Excerpts from a dataset
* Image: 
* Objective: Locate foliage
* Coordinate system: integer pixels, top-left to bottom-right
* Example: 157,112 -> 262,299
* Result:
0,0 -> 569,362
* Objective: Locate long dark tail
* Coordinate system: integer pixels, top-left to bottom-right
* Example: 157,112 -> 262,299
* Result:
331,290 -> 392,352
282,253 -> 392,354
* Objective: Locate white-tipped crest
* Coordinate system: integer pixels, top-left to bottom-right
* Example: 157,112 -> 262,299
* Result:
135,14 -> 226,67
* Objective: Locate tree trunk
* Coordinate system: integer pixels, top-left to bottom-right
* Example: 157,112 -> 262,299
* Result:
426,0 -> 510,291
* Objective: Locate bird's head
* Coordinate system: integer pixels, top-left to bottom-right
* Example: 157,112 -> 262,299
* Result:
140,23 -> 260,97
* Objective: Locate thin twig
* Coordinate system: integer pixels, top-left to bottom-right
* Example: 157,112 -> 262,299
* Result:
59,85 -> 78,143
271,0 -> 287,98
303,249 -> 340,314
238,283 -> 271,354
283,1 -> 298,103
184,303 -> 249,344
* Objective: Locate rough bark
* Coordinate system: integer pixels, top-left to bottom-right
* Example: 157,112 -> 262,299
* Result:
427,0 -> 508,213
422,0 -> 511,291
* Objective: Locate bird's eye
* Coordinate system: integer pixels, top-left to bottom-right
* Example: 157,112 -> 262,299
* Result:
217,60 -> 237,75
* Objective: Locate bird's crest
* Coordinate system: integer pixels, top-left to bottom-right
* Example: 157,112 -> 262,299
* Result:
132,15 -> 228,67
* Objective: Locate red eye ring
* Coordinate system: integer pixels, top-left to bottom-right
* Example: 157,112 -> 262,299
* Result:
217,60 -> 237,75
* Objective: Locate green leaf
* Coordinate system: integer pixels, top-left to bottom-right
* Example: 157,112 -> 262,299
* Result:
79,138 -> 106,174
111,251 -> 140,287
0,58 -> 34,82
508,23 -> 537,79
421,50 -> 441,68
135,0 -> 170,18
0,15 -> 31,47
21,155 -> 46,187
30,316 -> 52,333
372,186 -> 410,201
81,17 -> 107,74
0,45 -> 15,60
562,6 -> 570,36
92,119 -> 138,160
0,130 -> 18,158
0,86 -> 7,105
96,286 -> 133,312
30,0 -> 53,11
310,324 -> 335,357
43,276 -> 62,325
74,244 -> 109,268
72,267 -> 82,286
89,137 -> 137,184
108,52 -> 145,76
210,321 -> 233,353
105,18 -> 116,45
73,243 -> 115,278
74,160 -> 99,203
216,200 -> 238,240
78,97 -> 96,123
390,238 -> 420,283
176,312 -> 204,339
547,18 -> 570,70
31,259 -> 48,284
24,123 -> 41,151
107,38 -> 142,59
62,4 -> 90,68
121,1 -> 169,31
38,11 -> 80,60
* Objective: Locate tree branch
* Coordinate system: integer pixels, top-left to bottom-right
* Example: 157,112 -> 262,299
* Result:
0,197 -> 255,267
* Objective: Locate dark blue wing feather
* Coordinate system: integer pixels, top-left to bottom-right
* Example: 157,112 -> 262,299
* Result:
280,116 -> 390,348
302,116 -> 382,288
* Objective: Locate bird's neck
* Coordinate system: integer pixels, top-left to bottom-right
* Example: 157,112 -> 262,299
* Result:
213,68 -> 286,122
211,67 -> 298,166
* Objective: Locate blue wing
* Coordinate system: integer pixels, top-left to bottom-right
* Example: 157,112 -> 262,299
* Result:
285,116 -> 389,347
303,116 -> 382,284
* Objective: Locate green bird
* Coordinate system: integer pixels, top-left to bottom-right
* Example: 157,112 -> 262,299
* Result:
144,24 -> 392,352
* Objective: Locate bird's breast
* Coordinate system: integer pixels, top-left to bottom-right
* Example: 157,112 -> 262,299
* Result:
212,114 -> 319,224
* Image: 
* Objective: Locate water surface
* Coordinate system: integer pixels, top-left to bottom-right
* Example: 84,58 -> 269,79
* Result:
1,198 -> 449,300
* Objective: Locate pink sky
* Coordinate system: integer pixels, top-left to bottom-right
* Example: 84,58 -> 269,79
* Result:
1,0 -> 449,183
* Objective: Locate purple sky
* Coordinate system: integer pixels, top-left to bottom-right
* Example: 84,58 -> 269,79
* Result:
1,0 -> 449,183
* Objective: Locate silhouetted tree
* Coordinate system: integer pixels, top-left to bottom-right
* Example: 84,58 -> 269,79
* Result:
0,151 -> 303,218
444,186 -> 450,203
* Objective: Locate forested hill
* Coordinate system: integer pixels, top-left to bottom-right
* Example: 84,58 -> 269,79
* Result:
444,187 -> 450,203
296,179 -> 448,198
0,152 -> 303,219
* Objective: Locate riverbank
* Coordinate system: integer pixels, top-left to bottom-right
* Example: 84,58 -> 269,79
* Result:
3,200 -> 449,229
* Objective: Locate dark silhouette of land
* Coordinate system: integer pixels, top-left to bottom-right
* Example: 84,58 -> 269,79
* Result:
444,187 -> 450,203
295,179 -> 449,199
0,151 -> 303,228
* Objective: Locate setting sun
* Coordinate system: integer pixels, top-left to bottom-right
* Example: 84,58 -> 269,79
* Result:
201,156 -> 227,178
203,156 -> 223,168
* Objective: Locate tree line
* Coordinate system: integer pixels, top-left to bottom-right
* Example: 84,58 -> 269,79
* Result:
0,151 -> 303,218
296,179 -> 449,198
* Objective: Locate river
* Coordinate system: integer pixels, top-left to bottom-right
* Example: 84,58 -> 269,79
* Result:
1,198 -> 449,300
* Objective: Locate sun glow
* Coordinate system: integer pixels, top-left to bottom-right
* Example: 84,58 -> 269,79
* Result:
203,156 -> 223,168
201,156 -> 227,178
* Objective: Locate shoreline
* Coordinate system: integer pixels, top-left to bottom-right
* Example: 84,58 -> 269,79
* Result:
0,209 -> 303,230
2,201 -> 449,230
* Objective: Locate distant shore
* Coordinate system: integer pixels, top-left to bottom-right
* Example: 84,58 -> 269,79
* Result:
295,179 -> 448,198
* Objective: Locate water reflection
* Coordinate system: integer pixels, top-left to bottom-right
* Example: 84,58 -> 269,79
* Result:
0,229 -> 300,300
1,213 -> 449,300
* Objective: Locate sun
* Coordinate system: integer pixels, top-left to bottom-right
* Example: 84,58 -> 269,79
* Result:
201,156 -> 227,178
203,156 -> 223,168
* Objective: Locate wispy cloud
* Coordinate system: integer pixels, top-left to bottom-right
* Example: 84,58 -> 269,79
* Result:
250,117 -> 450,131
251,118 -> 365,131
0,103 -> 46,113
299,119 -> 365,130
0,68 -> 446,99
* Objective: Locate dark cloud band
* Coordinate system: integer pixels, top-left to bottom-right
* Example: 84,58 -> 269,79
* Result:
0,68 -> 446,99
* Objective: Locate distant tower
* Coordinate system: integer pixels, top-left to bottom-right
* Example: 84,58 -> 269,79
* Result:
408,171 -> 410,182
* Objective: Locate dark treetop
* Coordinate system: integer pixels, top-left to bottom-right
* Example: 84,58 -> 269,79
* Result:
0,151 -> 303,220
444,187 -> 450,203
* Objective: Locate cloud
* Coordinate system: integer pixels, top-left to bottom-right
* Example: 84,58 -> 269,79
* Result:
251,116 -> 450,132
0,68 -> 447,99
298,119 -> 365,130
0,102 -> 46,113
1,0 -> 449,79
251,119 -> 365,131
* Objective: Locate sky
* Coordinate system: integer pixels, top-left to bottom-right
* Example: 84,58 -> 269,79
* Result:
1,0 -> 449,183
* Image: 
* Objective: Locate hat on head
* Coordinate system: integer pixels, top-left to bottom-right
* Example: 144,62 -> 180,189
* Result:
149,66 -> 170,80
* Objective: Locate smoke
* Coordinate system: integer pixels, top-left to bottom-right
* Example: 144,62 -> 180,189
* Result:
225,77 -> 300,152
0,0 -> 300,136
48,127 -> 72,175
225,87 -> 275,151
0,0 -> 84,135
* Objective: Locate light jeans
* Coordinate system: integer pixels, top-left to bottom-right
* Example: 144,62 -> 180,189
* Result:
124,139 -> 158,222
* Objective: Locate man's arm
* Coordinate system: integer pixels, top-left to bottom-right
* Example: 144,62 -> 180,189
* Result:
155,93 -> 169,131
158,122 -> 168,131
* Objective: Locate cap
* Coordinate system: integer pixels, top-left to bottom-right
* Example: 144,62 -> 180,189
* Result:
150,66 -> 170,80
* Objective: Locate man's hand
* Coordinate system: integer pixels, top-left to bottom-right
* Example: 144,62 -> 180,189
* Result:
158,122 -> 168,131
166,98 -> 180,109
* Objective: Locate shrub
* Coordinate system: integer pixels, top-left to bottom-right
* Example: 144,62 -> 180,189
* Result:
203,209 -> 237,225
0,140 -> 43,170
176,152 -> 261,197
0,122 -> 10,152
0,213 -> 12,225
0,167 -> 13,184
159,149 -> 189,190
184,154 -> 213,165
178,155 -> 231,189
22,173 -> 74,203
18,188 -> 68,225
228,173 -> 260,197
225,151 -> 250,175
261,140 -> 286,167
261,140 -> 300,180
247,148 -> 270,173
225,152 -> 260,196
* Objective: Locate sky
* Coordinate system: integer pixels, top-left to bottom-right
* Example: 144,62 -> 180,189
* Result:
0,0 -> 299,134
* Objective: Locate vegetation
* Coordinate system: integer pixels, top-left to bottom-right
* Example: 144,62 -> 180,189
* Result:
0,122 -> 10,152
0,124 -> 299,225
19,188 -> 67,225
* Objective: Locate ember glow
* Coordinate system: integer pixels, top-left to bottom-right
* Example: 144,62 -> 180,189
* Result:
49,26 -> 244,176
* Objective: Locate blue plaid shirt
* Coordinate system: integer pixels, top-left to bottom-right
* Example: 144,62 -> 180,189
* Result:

THE PROBLEM
Start at the first line of the data above. Stop after the line containing "Locate tree trunk", reproducing each line exactly and adding nothing.

TASK OUTPUT
* Image: 
* Objective: Locate foliage
* Coordinate system: integer pixels, top-left to bottom-right
* Example: 157,112 -> 262,299
* Result:
0,0 -> 569,362
* Objective: Locate long dark tail
* Coordinate system: integer pixels, top-left to bottom-right
* Example: 157,112 -> 262,299
* Result:
331,290 -> 392,352
282,253 -> 392,354
* Objective: Locate white-tipped crest
* Coordinate system: integer pixels, top-left to bottom-right
* Example: 157,112 -> 262,299
* Result:
135,14 -> 226,67
* Objective: Locate tree trunk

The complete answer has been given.